*** Trecho para leitura ***

Reforma do Código Civil: panorama geral sobre mudanças relevantes
O Mattos Filho preparou uma série de comentários sobre as principais alterações sugeridas no anteprojeto e pontos de atenção
A Comissão de Juristas para revisar e atualizar o Código Civil (CJCODCIVIL) foi instalada em setembro de 2023. Seis meses depois, a comissão concluiu os trabalhos e enviou a sugestão do anteprojeto de lei para análise pelo Senado Federal.
O rápido trâmite e as alterações sugeridas geraram debates sobre a pertinência e necessidade de uma reforma tão ampla. Foram sugeridas alterações a 149 capítulos do Código Civil que, se aprovadas, modificarão significativamente a lei, impactando vários setores do mercado.
Um dos pontos principais de discussão é que o Código Civil ainda é jovem e, ademais, já foi alterado por cerca de 50 leis esparsas. Recentemente, as Leis nº 13.874/2019 (Lei da Liberdade Econômica), nº 14.195/2021 e nº 14.451/2022 alteraram matérias importantes. Há dúvidas sobre se o Código Civil está desatualizado a ponto de necessitar uma mudança profunda e questionam-se os possíveis impactos negativos do anteprojeto, caso venha a ser assim promulgado, que poderia afetar a segurança jurídica e a previsibilidade das decisões.
Juros moratórios (Art. 406) e correção monetária (Art. 389)
O texto da CJCODCIVIL propõe juros de mora de 1% ao mês, limitando-os a 2% quando convencionados.
Por outro lado, a orientação da Corte Especial do Superior Tribunal de Justiça, conforme julgamento ainda não concluído, tende a reafirmar a sua jurisprudência ao indicar que, em referência ao texto original do artigo 406 do Código Civil, a taxa referencial do Sistema Especial de Liquidação e Custódia (Selic) é aplicável como índice de correção monetária e juros moratórios para dívidas civis sem índice convencionado.
Após a suspensão do referido julgamento, foi promulgada a Lei nº 14.905, de 28 de junho de 2024, que alterou os artigos 389 e 406 do Código Civil. O novo texto legal determina, na ausência de índice convencionado ou previsto em lei, a aplicação do IPCA, como índice de correção monetária, e a Selic, subtraído o IPCA, como juro moratório. Além disso, a lei estabeleceu que o teto dos juros remuneratórios em contratos de mútuo com fins econômicos e os juros moratórios devem correspondem à taxa Selic, deduzido o IPCA, na falta de convenção contratual e previsão legal.
O anteprojeto sugere uma redação divergente da nova redação do Código Civil, que também diverge da orientação jurisprudencial predominante, gerando instabilidade jurídica.

***

**Enunciado A**
Edite os registros desde a linha que contém "Here's a bet: you won't be able to pinpoint the white" até o fim deles, trocando "red leash" por "green leash" e sem mudar mais nada.

*** Dados fornecidos ***

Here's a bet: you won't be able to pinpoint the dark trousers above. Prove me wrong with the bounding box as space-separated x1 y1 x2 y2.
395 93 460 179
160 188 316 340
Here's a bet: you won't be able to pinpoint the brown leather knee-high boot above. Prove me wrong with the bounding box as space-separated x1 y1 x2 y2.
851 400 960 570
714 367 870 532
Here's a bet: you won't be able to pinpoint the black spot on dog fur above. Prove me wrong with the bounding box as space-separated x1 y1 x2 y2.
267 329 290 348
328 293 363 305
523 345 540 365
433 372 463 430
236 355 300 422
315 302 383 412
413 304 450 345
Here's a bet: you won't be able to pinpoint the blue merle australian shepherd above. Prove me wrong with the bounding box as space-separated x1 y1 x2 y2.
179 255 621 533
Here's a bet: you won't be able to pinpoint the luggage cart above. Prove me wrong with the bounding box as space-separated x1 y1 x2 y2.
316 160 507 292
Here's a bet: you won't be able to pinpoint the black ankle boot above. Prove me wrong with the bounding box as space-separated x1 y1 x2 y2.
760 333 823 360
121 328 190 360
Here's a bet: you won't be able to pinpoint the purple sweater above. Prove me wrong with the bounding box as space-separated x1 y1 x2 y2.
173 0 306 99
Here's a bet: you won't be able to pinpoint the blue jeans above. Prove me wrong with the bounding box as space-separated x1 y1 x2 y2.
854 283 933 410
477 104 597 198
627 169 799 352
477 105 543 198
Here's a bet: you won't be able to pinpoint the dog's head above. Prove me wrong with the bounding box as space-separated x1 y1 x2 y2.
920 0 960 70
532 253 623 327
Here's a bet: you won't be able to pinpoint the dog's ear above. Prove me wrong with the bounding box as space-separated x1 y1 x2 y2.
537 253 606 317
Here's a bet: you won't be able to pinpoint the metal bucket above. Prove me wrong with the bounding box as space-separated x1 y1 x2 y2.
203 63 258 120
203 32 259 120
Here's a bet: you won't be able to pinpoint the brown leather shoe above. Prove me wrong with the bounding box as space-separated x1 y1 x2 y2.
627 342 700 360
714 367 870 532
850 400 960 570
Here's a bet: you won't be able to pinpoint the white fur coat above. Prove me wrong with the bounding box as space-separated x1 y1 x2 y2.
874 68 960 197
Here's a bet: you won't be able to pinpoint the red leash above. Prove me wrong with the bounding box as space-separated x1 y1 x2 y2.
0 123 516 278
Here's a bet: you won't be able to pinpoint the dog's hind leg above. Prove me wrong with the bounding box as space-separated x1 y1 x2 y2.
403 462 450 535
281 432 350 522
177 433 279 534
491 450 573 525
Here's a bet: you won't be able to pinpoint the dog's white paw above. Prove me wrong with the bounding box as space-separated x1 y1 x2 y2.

***

**Enunciado B**
Com base no texto sobre a reforma do Código Civil, responda:
(i) Em que mês e ano foi instalada a Comissão de Juristas para revisar e atualizar o Código Civil?
(ii) A quantos capítulos do Código Civil foram sugeridas alterações?
(iii) Que juros de mora o texto da CJCODCIVIL propõe?

**Resposta A**
Here's a bet: you won't be able to pinpoint the white fur coat above. Prove me wrong with the bounding box as space-separated x1 y1 x2 y2.
874 68 960 197
Here's a bet: you won't be able to pinpoint the green leash above. Prove me wrong with the bounding box as space-separated x1 y1 x2 y2.
0 123 516 278
Here's a bet: you won't be able to pinpoint the dog's hind leg above. Prove me wrong with the bounding box as space-separated x1 y1 x2 y2.
403 462 450 535
281 432 350 522
177 433 279 534
491 450 573 525
Here's a bet: you won't be able to pinpoint the dog's white paw above. Prove me wrong with the bounding box as space-separated x1 y1 x2 y2.

**Resposta B**
(i) Em setembro de 2023.
(ii) A 149 capítulos.
(iii) Juros de mora de 1% ao mês, limitados a 2% quando convencionados.